Ejercicios por resolver
a – Reproduce el fragmento del texto sobre el crédito bancario que empieza con "Mas, ¿realmente es" y continúa hasta "de su demanda.".
b – Según el texto sobre el crédito bancario, ¿por qué lados encuentra límites el crédito que extiende la banca?
c – ¿Podrías proseguir el texto sobre el crédito bancario a partir de su última oración?

Artículo
Mas, ¿realmente es así? ¿Realmente los bancos pueden conceder todo el crédito que se les antoje? En realidad, no. El crédito extendido por la banca encuentra límites tanto por el lado de la oferta de ese crédito como por el lado de su demanda.
El crédito que puede ofertar la banca está necesariamente limitado desde el momento en que, no lo olvidemos, los medios de pago que genera un banco (los depósitos a la vista, por ejemplo) son deudas contra ese banco... y deudas que además son cobrables de inmediato. Cuando los bancos monetizan bienes futuros lo que están haciendo, en el fondo, es endeudarse a muy corto plazo (emiten pasivos pagaderos a la vista) y prestar a largo plazo. La inestabilidad de la operación es clara: si el banco se compromete a entregar a petición del cliente un oro o un papel moneda que sólo obtendrá con el paso de los años, en cualquier momento la entidad puede ser presa de una suspensión de pagos. Por consiguiente, el chiringuito crediticio montado por un banco que se endeuda a corto y presta a largo depende críticamente de que algunos de sus acreedores (los depositantes, verbigracia) no le exijan en tropel el pago de sus deudas. Si lo hicieran, el banco no sólo tendría que dejar inmediatamente de prestar a largo plazo, sino que incluso debería liquidar (malvender) con grandes descuentos sus activos para obtener algo de circulante con el que satisfacer a sus acreedores (lo que podría abocarlo a la quiebra).

Sección de datos
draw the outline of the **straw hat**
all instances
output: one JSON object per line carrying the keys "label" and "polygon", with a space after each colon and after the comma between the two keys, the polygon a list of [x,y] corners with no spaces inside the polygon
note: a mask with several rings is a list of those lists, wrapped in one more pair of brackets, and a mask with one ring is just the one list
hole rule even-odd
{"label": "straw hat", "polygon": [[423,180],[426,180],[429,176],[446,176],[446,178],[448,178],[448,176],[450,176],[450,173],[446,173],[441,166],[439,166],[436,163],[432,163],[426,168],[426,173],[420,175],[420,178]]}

Respuestas
a –
Mas, ¿realmente es así? ¿Realmente los bancos pueden conceder todo el crédito que se les antoje? En realidad, no. El crédito extendido por la banca encuentra límites tanto por el lado de la oferta de ese crédito como por el lado de su demanda.

b – Por el lado de la oferta de ese crédito y por el lado de su demanda.

c –
Si, como decía Hume, todo Gobierno se mantiene sobre el consentimiento tácito de sus súbditos, lo mismo cabe decir con respecto a la oferta de crédito de los bancos: ésta sólo subsiste merced al consentimiento tácito de sus acreedores. Si los acreedores deciden que ha llegado el momento de que el banco pague sus deudas, entonces se acabó su crédito a largo plazo. Y, ciertamente, las razones por las que los acreedores pueden proceder a "retirar" sus depósitos son muy variadas: algunos economistas sólo apuntan a pánicos irracionales de los depositantes que se han tratado de contrarrestar con ciertas instituciones políticas (un banco central que actúe como prestamista de última instancia, el fondo de garantía de depósitos, los corralitos, etc.). Pero las razones que motivan una retirada masiva de depósitos no tienen por qué poseer una pizca de irracionalidad. Por ejemplo, los acreedores pueden temer que muchos de los préstamos de la entidad terminan siendo impagados y que, por tanto, quienes más tardíamente retiren su dinero sólo cobren una fracción de lo que se les debe; o pueden pensar que la política de concesión de préstamos del banco empieza a volverse cada vez más imprudente, de modo que optan por desvincularse de la entidad.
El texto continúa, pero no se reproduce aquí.